Task statement
Copy out every line of the records in which "thorns" can be found.

Material supplied
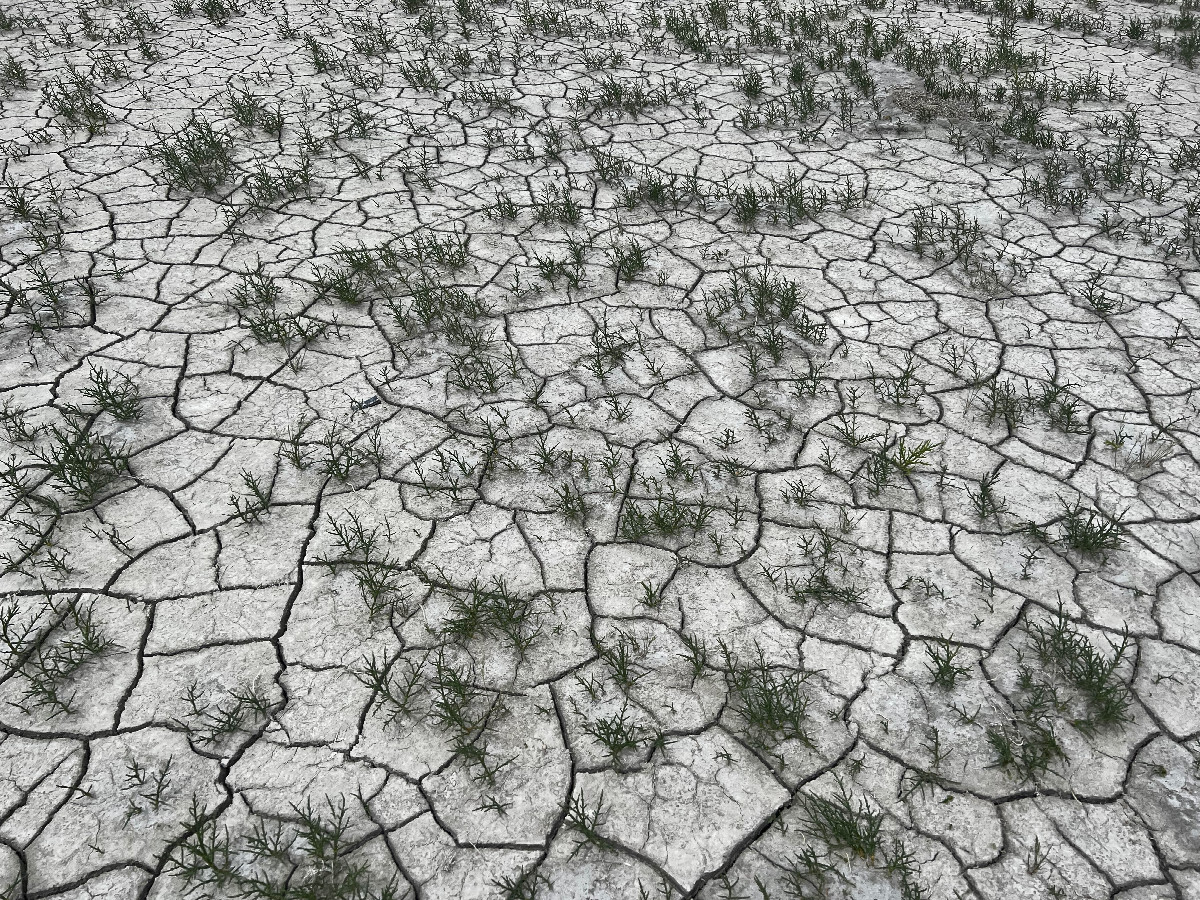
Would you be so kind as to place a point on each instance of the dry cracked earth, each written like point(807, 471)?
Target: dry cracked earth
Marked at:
point(743, 449)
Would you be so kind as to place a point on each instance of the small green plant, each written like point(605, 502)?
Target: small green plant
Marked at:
point(942, 665)
point(79, 460)
point(844, 822)
point(114, 394)
point(771, 701)
point(196, 157)
point(1090, 532)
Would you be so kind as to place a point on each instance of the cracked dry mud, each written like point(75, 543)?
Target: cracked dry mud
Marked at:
point(631, 450)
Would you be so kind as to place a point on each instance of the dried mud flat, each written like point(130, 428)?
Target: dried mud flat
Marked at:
point(631, 450)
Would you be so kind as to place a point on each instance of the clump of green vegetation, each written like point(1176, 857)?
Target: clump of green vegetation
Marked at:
point(196, 157)
point(47, 647)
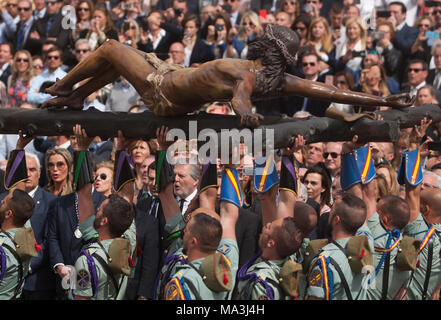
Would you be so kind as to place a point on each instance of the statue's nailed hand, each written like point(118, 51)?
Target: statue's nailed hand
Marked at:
point(402, 100)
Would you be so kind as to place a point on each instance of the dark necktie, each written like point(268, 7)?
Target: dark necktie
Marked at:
point(181, 204)
point(20, 37)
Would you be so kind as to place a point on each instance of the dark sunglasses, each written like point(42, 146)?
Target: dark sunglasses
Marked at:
point(59, 164)
point(334, 155)
point(102, 176)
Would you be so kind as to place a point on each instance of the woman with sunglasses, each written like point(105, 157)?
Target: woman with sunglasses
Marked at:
point(104, 178)
point(83, 13)
point(421, 47)
point(102, 28)
point(19, 81)
point(59, 166)
point(37, 65)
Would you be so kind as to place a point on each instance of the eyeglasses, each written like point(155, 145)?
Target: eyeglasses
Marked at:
point(334, 155)
point(102, 176)
point(59, 164)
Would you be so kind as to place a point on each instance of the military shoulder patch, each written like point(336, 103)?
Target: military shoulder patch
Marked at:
point(174, 291)
point(224, 248)
point(83, 279)
point(315, 278)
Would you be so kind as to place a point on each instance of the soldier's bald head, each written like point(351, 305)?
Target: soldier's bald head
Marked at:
point(305, 217)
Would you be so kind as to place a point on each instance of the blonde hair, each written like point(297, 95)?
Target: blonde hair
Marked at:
point(69, 179)
point(325, 40)
point(29, 73)
point(363, 30)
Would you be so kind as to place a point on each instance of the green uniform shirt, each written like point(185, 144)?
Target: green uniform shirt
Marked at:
point(397, 278)
point(106, 287)
point(187, 283)
point(418, 229)
point(10, 280)
point(328, 285)
point(268, 271)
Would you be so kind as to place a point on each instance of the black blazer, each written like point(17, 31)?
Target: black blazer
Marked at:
point(148, 257)
point(64, 247)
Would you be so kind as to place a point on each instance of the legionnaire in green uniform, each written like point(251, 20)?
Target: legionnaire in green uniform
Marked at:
point(424, 224)
point(101, 266)
point(392, 215)
point(270, 274)
point(17, 244)
point(208, 269)
point(335, 272)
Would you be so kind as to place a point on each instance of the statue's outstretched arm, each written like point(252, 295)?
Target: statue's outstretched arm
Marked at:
point(293, 85)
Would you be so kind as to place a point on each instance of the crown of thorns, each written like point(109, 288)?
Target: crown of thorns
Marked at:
point(281, 35)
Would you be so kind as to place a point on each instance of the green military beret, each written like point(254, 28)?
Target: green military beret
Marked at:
point(289, 278)
point(119, 254)
point(359, 253)
point(407, 255)
point(216, 272)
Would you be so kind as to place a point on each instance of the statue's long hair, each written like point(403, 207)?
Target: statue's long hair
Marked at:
point(270, 79)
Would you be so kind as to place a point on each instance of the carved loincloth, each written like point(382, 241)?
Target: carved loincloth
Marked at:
point(155, 99)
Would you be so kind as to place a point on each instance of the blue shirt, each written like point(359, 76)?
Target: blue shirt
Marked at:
point(34, 94)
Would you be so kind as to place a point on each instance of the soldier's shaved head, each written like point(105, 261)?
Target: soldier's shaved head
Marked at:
point(305, 218)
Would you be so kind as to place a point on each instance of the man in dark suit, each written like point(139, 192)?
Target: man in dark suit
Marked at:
point(405, 35)
point(50, 27)
point(24, 28)
point(311, 71)
point(40, 282)
point(5, 62)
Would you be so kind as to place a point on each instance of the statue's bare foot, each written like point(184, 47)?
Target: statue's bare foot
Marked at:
point(59, 102)
point(57, 90)
point(250, 120)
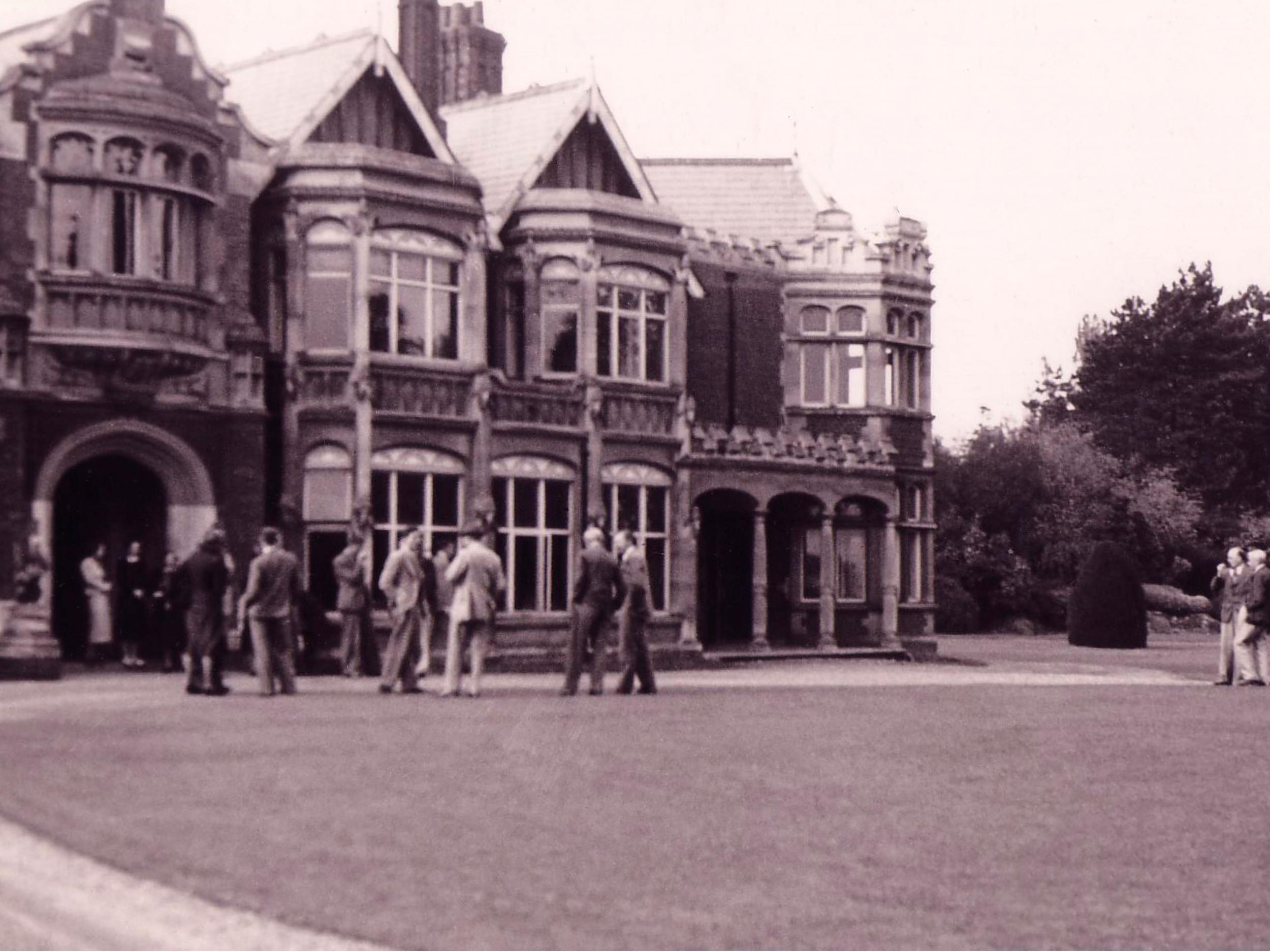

Exercise result
Would you be so kind as to place a point on each instance of the crown of thorns, each written like point(109, 288)?
Target: crown of thorns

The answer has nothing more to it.